_Exercise requirements_
Output the material beneath exactly, leaving nothing out.

## begin Data for processing

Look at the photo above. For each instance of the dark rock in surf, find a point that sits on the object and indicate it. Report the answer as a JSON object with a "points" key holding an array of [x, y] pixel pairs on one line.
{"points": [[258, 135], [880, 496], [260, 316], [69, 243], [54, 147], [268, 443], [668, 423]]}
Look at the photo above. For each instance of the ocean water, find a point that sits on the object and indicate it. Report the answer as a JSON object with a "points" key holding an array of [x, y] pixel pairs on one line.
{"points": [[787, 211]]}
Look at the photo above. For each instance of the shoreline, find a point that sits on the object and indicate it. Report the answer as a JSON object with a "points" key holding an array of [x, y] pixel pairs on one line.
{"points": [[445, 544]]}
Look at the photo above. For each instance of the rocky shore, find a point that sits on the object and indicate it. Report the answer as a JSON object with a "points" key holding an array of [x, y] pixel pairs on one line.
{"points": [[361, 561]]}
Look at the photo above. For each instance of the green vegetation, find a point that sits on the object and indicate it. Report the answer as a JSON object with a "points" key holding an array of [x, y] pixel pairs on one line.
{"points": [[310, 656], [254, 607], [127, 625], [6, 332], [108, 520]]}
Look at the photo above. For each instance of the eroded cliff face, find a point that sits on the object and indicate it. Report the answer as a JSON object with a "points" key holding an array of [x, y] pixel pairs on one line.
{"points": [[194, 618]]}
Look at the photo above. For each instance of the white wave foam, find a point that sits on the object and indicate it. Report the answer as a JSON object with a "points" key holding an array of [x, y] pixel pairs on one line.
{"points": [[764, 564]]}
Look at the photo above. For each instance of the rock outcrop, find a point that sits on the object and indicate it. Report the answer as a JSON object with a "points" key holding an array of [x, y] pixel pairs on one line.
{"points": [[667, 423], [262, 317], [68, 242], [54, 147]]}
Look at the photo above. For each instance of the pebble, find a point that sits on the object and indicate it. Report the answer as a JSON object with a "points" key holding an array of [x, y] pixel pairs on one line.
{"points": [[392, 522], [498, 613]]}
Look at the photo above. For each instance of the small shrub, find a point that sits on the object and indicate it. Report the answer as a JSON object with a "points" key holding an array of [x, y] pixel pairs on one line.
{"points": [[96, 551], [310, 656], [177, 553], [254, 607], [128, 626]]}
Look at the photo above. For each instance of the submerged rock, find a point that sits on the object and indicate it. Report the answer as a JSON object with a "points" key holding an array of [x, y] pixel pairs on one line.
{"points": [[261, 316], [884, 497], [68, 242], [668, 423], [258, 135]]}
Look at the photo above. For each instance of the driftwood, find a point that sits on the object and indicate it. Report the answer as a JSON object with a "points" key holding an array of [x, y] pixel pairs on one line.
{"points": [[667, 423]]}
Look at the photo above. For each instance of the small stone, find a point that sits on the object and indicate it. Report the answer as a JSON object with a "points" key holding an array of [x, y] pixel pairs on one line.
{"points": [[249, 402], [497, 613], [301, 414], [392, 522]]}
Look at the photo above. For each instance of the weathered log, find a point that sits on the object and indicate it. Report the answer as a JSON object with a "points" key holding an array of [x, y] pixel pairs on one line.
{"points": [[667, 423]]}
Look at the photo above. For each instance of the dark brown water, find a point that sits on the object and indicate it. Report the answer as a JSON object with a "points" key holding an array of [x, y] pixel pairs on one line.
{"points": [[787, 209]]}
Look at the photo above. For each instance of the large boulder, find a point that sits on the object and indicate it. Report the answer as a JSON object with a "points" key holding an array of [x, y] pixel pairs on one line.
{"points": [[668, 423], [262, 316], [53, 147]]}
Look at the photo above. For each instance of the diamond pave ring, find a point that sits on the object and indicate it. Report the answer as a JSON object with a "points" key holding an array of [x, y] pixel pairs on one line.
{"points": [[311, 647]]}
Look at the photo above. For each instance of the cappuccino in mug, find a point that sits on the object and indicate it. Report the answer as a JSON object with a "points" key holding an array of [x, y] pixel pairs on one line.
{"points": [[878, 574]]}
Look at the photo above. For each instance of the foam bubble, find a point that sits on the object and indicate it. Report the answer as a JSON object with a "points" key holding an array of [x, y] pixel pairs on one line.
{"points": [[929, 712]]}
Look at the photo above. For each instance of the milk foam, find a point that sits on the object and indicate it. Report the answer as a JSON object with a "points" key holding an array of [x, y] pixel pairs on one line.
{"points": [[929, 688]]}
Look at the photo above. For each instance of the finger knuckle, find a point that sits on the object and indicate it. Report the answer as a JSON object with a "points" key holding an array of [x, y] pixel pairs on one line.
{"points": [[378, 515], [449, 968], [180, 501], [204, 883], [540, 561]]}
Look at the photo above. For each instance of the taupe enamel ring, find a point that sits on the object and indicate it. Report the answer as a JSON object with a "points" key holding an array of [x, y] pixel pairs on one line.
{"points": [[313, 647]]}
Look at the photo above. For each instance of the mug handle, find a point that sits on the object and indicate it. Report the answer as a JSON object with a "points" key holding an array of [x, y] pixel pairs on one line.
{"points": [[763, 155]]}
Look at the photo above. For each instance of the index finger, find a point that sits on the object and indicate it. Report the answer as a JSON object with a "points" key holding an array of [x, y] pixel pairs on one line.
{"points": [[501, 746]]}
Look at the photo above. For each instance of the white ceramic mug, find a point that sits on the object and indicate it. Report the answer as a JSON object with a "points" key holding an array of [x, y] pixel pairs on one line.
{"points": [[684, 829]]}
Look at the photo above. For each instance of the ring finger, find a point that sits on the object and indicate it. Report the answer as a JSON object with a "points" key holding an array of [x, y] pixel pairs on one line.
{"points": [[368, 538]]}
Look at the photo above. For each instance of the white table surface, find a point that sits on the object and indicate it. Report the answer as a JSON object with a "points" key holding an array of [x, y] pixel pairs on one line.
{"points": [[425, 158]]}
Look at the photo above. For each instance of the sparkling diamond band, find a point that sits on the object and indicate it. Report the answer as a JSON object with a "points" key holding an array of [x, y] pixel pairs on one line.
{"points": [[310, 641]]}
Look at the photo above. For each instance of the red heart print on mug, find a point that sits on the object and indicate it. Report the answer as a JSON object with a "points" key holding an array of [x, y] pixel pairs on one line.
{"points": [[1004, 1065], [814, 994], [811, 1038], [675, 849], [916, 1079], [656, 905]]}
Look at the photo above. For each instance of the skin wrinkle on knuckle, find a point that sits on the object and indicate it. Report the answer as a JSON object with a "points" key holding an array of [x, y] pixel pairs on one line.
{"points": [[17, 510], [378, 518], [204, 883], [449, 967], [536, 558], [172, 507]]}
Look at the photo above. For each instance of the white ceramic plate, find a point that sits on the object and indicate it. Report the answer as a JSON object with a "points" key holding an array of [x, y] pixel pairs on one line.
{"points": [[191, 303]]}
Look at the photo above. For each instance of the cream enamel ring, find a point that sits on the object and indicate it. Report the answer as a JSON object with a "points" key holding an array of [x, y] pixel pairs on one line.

## end Data for processing

_Result of this exercise_
Look at the photo above. For each instance of the dark rock in surf, find a point that sits on the object and indicate it. Report the answer as a JSON object with a "points" key holding an array of [x, y] pixel pairs on one line.
{"points": [[258, 135], [880, 496], [260, 316], [69, 243], [54, 147], [268, 443], [668, 423]]}
Look at the photo above. For each instance of the ocean water, find a point that sits on the object and indicate it. Report the answer as a JSON object with a "points" key holding an array of [x, y] pixel pairs on one line.
{"points": [[787, 211]]}
Look at the photo above. For each instance of the shoreline, find a point that sits on the object and indicate it. Report the answer as a JSON object with a "points" key holding an array of [x, y] pixel pairs on one line.
{"points": [[445, 544]]}
Look at the photo above. For each instance of the rocky shore, find a point that sits on the object and indicate it. Report the answer as a JSON object with a "points" key holding an array of [x, y] pixel pairs on one line.
{"points": [[361, 561]]}
Look at the photo above. For each instance of the green vegetation, find a point that sits on the object and indicate it. Report the answer as a JSON object with a "points" key holding an array of [x, y] pixel pairs on one line.
{"points": [[310, 656], [254, 607], [127, 625], [6, 332], [108, 520]]}
Look at the photo above. For each instance of the eroded cliff face, find a point that sits on the object and indicate it. Report the answer as a JSON object with a "points" key holding an array of [x, y] pixel pairs on one line.
{"points": [[194, 618]]}
Look at the photo above. For each instance of the white wave foam, find a point that sits on the object and indicate it. Report the answer as a JSON object with a "points" key holding an array of [x, y] pixel pairs on one line.
{"points": [[764, 564]]}
Look at the photo above. For each instance of the rock outcrop, find a point that sits on the object and indicate it. Report the answer as a JSON object with a "points" key holding an array of [x, y] pixel pairs on one line.
{"points": [[667, 423], [262, 317], [68, 242], [54, 147]]}
Look at the photo above. For each instance of the pebble, find a point that sits on the object and indicate it. Report the answer as a JSON object with a "points" key holding an array of [x, y] pixel pairs on one line.
{"points": [[392, 522], [498, 613]]}
Look at the photo above. For each instance of the small shrub, find a point that sits on the object and indicate it. Report the answer as a JSON object with a "points" key holding an array of [x, y] pixel pairs on one line.
{"points": [[96, 551], [310, 656], [177, 553], [254, 607], [128, 626]]}
Look at the photo above. For each instance of the submerged rock, find a point that sits on the object and indicate it. Report the answer as a JSON object with a "points" key holding an array of [x, y] pixel pairs on one line.
{"points": [[261, 316], [884, 497], [68, 242], [668, 423], [258, 135]]}
Look at the photo above. For each instance of the driftwood, find a point that sits on the object and indicate it. Report the answer as a JSON object with a "points" key holding an array of [x, y] pixel pairs on one line.
{"points": [[667, 423]]}
Look at the photo above. For each instance of the small stone, find a point that sits on the object and indicate it. Report the answer as a JSON object with a "points" key holding an array of [x, y] pixel pairs on one line.
{"points": [[249, 402], [497, 613], [301, 414], [392, 522]]}
Look at the photo above. For each instance of the weathered log, find a point that sits on the object and indicate it. Report the answer as a JSON object with a "points" key holding an array of [x, y] pixel pairs on one line.
{"points": [[667, 423]]}
Look at the photo above. For each instance of the dark brown water, find a point that sits on the object and indicate it. Report the answer as a JSON object with a "points" key holding an array of [x, y] pixel pairs on one line.
{"points": [[787, 209]]}
Look at the photo above. For each instance of the large boulder, find a point that sits on the object and indicate it. Report the answer as a JSON object with a "points" key holding an array of [x, y] pixel pairs on one line.
{"points": [[668, 423], [262, 316], [53, 147]]}
Look at the photo above. For each instance of the diamond pave ring, find a point that sits on the object and indicate it. Report the answer as a JSON object with a "points" key holding an array of [x, y] pixel pairs on one line.
{"points": [[311, 647]]}
Look at the photo above. For each instance of the cappuccino in mug, find a point that sits on the object and indicate it. Report the answer as a JSON object with a "points" key holding an array of [x, y] pixel pairs on one line.
{"points": [[878, 574]]}
Look at the photo above. For each instance of the foam bubble, find a point that sits on the object and indicate it. Report the answer as a JSON object with a "points" key holding an array of [x, y] pixel pairs on one line.
{"points": [[929, 712]]}
Look at the photo above. For each instance of the milk foam, find a point that sits on the object and indicate it. Report the answer as a JSON object with a "points" key holding an array of [x, y] pixel pairs on one line.
{"points": [[929, 688]]}
Look at the photo above. For each instance of the finger knuckle, find a point that sits on the object and indicate it. Report the answer as a JSON object with a "points" key holding an array of [x, y] pixel pairs on one line.
{"points": [[378, 515], [449, 968], [180, 501], [204, 883], [540, 561]]}
Look at the photo above. For each instance of the taupe enamel ring, find a point that sits on the object and indicate it. Report the answer as a JSON object with a "points" key holding an array of [x, y] pixel pairs on one line.
{"points": [[313, 647]]}
Look at the photo above. For each instance of the mug handle, find a point that sits on the object and indicate it. Report the answer as a JSON object with a "points" key holding an array of [x, y] pixel pairs on one line.
{"points": [[763, 155]]}
Look at the photo above. For each instance of the index finger, find a point that sits on the object and indicate it. Report the answer as a JSON object with a "points" key holding an array of [x, y] pixel pairs on one line.
{"points": [[501, 746]]}
Look at the photo above. For each instance of the white ceramic mug, find a point that sits on the object and indicate it. Report the answer as a JSON object with a "points" key holding an array of [x, y] pixel pairs on one line.
{"points": [[684, 829]]}
Look at the photo above. For each instance of the ring finger, find a point that sits on the object and indicate it. Report the answer as a JSON object with a "points" key holding an array of [x, y] pixel pairs on one line.
{"points": [[368, 538]]}
Look at the photo above. For each instance of the white table surface, find a point that sits on the object and indicate it. Report the answer as a JSON object with a "points" key holding an array of [x, y] pixel pairs on one line.
{"points": [[425, 158]]}
Look at the photo above. For each instance of the sparkling diamond band, find a point that sits on the object and indicate it. Report the answer as a JSON object with a "points" key holding an array of [x, y] pixel pairs on one line.
{"points": [[310, 641]]}
Look at the photo above. For each instance of the red heart print on mug, find a point that sits on the object and indicate it. Report the answer as a JSON object with a "points" key holding an array of [x, y] pixel pairs on one line.
{"points": [[1004, 1065], [814, 994], [811, 1038], [675, 849], [916, 1079], [656, 905]]}
Look at the photo above. For each instance of the skin wrinkle on knuckle, find a point that sits on the object and indicate it. Report the answer as a JSON object with a "points" key holding an array of [x, y] pixel pairs on one line.
{"points": [[17, 510], [378, 518], [204, 883], [449, 967], [536, 558], [172, 507]]}
Look at the photo above. For each instance of the white ceramic plate, find a point that sits on the object and indicate it. Report the answer as a JSON object with a "points" key holding an array of [x, y] pixel pairs on one line.
{"points": [[191, 303]]}
Look at the photo above. For each instance of the cream enamel ring, find a point that sits on the object and indicate it. Report the answer as a JSON object with a "points" key holding an array of [x, y] pixel pairs on one line.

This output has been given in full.